Give again, word for word, only the lines from the one containing "hair with a single point per instance." through the final line.

## Recorded information
-.-.-
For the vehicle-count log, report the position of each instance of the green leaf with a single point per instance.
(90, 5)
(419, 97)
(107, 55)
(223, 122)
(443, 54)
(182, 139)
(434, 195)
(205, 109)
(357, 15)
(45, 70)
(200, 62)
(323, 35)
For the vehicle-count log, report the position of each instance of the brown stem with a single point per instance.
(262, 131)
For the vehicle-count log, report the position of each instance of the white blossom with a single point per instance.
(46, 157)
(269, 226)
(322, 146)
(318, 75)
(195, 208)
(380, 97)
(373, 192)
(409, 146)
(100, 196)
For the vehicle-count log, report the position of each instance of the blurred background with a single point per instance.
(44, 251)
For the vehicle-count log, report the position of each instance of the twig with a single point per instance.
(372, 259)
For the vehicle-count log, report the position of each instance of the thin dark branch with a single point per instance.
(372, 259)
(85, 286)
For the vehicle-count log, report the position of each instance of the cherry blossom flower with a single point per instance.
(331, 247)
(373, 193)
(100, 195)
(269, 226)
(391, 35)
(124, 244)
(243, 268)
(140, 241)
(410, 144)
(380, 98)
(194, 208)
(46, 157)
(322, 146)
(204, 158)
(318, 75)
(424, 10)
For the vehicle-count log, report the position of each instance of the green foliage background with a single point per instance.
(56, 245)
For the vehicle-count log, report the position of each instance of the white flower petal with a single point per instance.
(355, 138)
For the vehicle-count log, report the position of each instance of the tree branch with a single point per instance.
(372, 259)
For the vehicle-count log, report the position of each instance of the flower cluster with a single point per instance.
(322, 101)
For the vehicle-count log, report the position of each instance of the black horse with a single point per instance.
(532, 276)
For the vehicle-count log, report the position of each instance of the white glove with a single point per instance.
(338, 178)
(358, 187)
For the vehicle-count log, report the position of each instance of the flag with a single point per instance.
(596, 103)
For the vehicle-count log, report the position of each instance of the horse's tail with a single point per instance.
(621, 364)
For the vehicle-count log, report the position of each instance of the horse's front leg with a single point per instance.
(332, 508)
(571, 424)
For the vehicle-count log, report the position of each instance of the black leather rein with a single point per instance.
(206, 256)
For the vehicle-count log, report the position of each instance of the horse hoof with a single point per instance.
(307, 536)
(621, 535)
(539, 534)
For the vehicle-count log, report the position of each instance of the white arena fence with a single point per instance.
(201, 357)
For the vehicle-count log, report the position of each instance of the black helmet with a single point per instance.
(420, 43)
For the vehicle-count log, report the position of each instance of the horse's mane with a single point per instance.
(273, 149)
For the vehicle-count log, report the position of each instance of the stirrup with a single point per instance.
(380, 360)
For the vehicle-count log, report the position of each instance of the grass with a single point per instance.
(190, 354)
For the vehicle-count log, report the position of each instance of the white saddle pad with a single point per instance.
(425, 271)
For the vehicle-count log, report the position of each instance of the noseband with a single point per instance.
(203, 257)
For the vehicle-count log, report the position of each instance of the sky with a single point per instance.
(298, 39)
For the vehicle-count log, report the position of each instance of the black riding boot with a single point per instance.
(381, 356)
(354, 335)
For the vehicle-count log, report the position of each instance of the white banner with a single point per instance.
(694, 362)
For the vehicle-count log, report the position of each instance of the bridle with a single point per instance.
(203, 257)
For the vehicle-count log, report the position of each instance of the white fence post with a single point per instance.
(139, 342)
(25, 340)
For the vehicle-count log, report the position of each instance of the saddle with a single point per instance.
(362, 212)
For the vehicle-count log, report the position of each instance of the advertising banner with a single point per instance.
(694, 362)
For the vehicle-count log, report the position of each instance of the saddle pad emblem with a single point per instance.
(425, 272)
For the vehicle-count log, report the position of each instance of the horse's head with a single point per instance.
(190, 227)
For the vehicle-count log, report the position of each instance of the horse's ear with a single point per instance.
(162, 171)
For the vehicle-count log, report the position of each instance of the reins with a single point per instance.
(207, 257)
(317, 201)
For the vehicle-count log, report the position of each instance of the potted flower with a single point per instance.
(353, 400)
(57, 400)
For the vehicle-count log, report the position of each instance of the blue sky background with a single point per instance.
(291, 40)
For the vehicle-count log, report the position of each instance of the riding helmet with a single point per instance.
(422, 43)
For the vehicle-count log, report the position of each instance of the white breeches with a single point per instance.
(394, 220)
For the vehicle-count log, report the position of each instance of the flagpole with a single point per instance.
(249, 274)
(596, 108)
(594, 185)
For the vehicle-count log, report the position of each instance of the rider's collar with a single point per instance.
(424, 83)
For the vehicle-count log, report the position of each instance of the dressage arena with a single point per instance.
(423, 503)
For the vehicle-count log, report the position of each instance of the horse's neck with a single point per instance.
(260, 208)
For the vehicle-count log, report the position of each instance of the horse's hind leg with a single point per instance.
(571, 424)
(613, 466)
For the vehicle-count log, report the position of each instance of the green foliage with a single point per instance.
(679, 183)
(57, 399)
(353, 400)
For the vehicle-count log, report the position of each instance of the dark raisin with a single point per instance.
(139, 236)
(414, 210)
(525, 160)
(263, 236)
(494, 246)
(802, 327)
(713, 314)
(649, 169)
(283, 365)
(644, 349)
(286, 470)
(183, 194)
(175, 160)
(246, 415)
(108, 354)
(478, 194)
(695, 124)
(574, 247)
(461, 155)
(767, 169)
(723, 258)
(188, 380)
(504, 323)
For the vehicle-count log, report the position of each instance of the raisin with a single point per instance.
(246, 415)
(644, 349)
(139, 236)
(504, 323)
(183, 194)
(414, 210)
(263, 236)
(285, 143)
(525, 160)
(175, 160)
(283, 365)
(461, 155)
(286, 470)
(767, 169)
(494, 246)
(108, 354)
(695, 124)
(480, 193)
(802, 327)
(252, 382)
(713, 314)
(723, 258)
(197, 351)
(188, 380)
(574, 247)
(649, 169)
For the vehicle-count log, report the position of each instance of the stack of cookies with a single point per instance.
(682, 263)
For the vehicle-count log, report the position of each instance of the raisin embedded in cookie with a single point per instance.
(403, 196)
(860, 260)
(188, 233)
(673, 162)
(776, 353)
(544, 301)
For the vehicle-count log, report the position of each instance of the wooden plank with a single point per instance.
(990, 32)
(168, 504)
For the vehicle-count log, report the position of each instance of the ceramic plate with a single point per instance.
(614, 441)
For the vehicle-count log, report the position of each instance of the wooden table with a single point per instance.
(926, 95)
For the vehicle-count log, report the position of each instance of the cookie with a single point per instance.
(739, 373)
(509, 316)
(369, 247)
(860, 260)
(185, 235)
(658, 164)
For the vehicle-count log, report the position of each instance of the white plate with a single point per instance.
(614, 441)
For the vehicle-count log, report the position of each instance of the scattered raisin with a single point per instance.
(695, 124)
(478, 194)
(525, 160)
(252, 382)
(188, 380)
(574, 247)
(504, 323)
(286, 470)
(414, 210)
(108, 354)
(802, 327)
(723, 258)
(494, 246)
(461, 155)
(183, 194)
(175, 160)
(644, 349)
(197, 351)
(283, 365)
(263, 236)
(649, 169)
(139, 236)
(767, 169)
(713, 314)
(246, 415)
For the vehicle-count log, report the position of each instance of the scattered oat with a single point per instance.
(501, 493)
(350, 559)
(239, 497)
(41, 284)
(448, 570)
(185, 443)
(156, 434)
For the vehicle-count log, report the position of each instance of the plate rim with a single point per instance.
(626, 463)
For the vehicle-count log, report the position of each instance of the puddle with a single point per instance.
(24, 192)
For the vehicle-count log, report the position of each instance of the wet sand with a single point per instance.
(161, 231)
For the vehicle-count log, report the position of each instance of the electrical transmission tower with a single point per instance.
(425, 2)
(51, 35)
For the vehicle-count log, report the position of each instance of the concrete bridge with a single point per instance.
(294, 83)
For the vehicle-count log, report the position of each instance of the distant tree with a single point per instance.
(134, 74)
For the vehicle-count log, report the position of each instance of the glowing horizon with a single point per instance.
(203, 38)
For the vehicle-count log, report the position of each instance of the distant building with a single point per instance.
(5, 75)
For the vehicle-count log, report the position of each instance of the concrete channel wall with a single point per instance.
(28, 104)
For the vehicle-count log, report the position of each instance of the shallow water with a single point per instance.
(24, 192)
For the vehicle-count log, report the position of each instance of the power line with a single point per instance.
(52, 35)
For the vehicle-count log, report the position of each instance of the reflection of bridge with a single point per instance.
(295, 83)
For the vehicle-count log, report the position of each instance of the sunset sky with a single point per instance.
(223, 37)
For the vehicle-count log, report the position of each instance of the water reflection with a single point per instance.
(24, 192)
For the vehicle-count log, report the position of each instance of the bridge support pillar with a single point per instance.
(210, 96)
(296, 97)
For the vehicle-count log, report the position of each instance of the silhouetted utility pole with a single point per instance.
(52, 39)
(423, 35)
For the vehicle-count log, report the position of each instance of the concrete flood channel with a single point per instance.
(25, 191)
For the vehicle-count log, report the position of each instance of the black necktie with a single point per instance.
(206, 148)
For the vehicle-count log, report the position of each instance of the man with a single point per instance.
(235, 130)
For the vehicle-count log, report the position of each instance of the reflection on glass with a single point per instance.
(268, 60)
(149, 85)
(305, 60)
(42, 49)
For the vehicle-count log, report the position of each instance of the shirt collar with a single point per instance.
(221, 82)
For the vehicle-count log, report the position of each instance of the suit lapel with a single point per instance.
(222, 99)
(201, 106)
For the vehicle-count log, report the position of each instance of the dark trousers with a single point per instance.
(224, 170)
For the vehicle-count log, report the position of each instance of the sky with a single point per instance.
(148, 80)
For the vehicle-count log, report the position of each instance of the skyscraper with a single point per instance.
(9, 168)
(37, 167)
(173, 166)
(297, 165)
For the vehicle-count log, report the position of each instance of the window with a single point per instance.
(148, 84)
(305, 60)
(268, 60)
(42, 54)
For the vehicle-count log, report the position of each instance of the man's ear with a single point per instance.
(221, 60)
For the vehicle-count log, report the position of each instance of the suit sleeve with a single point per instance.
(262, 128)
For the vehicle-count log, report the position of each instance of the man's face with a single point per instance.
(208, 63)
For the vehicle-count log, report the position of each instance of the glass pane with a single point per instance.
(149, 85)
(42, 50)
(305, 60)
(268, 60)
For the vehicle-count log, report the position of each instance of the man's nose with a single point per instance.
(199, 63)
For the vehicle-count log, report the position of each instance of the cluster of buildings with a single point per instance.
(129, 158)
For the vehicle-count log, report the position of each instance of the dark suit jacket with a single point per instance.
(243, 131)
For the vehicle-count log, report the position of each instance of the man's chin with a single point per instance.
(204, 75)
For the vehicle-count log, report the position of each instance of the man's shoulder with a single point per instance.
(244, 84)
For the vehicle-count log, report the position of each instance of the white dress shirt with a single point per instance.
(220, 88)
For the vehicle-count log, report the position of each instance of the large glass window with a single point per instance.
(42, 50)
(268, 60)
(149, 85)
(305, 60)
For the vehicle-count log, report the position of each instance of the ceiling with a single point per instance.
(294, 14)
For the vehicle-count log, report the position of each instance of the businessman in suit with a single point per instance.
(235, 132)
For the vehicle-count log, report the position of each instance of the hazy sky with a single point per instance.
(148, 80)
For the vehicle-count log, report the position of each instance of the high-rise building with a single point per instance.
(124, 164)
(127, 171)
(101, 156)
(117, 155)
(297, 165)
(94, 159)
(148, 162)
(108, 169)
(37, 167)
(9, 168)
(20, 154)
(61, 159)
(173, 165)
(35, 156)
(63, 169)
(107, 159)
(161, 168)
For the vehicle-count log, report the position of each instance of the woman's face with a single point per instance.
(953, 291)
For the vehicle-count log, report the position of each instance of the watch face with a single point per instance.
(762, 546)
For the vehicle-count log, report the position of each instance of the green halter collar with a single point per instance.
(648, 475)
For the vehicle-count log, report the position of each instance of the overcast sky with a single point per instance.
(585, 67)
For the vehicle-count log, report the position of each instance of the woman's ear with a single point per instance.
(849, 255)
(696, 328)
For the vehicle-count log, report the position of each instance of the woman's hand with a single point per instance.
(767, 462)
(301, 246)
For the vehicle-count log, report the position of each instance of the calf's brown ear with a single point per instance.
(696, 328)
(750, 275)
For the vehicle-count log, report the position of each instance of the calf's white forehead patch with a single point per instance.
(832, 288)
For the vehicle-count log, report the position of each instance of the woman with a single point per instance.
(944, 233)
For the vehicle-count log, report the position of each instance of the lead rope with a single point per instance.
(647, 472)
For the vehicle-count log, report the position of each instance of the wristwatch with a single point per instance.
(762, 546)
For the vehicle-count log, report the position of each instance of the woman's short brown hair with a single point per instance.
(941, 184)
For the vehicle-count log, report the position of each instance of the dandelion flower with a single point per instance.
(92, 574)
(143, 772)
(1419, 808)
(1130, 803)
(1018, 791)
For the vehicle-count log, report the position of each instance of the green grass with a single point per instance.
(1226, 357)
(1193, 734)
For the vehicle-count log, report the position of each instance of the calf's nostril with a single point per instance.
-.-.-
## Correct response
For the vehicle-count log, report the position of each instance of the woman's short brown hair with a single point per instance.
(941, 184)
For the vehicle-count log, report the position of each instance of the dandelion flower with a single point per instance.
(92, 574)
(143, 772)
(1419, 808)
(1130, 803)
(1018, 791)
For the vehicle-count log, report the position of each instance of the green grass with a single point per instance.
(1226, 357)
(1193, 734)
For the vehicle-count log, report the position of each instance of the calf's nostril with a single point per instance.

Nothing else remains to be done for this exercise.